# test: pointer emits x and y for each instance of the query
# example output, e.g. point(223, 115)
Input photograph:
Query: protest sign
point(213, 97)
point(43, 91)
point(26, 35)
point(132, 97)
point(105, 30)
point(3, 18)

- Work task -
Write the entries out again in full, exactly as they appear above.

- Solution to this exercise -
# test: pointer emits x and y for each instance of the query
# example output, e.g. point(223, 115)
Input photograph:
Query: protest sign
point(213, 97)
point(43, 91)
point(26, 35)
point(132, 97)
point(105, 30)
point(3, 18)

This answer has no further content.